→ REQUIREMENT
Go through the material below, tally each line containing "shelf", and write the tally alone.

→ RECORDS FOR THIS TASK
◇ ◇ ◇

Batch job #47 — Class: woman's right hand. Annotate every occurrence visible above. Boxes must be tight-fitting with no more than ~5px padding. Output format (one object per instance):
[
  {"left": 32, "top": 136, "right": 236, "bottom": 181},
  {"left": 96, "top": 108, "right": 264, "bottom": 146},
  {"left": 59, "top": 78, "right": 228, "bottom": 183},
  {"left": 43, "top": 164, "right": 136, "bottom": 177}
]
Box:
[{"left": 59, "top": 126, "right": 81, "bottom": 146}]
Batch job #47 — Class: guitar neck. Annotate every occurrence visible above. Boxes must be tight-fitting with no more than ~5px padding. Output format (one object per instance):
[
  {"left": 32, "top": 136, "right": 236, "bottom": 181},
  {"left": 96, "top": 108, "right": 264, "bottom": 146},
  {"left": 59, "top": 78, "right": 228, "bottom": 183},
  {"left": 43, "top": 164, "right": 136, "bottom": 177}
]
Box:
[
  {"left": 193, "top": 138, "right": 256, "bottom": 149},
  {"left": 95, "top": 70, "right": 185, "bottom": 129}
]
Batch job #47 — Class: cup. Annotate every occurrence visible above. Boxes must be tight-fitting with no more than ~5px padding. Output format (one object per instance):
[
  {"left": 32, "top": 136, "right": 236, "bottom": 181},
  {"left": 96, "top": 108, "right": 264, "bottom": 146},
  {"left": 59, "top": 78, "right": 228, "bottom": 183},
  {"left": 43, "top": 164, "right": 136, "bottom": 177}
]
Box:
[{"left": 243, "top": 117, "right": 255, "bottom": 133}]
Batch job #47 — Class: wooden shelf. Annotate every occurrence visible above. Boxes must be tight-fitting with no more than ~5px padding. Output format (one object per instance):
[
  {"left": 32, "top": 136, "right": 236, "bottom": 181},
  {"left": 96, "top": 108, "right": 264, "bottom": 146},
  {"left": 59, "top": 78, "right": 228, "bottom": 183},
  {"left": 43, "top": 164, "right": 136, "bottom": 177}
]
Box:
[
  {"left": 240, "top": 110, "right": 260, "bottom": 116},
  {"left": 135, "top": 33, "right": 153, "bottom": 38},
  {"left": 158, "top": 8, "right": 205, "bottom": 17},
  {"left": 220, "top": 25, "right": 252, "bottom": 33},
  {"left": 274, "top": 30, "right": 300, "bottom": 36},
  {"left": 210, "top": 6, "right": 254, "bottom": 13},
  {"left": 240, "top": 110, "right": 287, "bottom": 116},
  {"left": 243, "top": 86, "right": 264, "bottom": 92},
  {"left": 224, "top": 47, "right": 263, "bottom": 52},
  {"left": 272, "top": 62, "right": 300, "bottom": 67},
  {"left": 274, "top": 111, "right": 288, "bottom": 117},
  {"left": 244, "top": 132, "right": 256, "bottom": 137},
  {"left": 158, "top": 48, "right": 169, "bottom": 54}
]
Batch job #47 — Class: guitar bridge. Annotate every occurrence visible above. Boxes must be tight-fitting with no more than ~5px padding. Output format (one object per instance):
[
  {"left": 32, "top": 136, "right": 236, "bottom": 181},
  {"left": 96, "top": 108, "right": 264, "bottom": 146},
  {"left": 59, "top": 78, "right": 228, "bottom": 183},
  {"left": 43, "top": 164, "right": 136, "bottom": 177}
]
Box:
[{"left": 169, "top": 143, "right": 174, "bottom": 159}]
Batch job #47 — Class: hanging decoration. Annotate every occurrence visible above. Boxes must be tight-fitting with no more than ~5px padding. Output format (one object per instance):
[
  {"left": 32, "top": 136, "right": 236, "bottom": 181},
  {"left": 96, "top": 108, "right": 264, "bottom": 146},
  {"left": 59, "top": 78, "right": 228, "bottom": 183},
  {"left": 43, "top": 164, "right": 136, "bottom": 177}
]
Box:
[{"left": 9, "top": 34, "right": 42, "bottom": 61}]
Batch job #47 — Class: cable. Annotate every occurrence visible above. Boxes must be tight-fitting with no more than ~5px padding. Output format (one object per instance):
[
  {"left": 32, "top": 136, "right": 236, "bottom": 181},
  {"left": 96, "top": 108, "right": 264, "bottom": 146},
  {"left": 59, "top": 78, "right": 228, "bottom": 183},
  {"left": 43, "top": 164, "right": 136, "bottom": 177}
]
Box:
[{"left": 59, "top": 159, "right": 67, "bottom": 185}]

◇ ◇ ◇

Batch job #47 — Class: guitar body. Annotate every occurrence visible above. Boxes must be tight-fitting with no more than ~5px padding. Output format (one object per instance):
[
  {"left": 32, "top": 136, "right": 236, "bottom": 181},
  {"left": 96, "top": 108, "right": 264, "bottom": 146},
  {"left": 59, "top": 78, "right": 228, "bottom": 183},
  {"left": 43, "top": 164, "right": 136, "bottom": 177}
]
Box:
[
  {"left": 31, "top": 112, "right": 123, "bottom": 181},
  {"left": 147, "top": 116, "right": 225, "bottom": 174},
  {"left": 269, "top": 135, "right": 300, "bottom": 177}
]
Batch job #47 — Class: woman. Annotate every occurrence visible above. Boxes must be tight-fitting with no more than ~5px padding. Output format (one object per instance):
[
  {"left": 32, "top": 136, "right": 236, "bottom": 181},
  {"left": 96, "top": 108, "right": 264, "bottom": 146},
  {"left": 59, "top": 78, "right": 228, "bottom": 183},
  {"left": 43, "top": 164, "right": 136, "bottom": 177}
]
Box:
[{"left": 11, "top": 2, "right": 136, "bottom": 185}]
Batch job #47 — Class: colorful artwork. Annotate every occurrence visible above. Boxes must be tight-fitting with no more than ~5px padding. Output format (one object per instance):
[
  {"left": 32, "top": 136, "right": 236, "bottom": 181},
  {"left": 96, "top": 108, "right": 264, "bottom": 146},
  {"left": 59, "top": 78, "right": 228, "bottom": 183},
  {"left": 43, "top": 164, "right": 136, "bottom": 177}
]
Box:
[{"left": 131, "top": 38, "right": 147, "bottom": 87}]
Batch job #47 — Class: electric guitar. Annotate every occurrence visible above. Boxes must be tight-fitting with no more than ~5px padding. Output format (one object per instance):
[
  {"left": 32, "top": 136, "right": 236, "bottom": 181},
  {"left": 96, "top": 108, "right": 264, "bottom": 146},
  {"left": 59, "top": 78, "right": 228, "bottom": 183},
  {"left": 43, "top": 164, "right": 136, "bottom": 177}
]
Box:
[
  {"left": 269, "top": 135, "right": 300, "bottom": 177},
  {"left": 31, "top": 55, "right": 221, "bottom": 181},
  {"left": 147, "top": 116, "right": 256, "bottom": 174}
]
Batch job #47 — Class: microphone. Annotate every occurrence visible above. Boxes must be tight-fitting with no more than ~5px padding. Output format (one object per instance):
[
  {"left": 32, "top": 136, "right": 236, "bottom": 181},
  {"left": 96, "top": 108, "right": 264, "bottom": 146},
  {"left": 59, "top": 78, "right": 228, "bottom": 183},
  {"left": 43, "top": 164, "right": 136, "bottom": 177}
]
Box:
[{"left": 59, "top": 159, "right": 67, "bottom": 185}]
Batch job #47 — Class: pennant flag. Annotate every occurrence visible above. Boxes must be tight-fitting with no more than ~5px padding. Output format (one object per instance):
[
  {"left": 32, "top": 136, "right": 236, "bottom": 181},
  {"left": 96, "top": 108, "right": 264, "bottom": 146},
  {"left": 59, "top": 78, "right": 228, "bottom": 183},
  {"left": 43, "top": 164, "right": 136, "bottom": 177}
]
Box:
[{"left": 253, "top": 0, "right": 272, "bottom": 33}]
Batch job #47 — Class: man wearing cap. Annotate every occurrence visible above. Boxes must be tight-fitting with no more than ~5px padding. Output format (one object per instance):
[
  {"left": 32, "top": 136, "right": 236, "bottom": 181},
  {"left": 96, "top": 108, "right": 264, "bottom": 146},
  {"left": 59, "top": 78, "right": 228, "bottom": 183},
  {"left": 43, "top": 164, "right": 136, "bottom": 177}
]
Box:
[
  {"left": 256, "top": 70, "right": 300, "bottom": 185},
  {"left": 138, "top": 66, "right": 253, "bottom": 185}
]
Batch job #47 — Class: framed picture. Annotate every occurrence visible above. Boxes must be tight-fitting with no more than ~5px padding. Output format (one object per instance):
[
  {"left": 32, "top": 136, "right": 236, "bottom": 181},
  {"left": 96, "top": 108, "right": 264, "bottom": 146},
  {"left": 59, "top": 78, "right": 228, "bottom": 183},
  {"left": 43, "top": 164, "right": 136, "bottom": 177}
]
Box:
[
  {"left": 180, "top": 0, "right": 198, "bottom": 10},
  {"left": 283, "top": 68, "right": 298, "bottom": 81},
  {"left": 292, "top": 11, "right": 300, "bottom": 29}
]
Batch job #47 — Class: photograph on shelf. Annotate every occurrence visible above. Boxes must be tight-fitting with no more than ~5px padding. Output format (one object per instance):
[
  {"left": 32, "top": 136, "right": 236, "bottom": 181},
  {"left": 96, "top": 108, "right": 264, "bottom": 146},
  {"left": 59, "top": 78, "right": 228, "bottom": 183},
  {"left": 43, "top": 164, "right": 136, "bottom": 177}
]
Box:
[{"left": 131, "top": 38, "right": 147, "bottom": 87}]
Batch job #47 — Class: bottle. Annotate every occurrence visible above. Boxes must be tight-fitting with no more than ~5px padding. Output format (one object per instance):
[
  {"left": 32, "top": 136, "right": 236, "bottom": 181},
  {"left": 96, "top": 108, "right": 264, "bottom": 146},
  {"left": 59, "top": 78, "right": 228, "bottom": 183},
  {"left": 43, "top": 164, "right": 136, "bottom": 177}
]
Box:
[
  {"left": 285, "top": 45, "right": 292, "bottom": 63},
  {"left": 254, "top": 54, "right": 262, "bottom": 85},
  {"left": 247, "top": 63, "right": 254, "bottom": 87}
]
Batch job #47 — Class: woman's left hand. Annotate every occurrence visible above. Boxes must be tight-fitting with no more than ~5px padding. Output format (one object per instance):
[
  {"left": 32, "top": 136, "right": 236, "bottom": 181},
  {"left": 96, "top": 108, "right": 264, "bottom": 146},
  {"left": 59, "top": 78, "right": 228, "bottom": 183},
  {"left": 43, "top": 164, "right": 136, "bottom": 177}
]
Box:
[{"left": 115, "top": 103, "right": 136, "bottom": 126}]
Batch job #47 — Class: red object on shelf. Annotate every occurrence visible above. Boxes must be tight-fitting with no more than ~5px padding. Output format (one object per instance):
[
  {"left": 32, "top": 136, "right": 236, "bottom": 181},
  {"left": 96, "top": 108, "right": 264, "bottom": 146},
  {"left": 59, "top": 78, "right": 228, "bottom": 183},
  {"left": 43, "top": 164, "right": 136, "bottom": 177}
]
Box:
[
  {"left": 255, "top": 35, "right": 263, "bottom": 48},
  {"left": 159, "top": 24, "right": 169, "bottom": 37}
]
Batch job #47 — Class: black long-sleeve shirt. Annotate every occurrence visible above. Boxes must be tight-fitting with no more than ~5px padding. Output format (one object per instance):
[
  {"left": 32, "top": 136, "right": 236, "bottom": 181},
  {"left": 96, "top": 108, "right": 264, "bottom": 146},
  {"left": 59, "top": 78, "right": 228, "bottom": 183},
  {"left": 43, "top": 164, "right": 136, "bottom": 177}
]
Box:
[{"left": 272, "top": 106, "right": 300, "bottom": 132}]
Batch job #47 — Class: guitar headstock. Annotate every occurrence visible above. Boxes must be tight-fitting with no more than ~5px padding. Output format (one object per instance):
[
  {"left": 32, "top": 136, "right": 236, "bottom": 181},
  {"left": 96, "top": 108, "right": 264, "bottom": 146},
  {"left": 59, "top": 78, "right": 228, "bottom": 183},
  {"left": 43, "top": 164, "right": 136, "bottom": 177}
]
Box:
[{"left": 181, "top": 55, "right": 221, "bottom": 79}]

◇ ◇ ◇

→ PROBLEM SOLUTION
3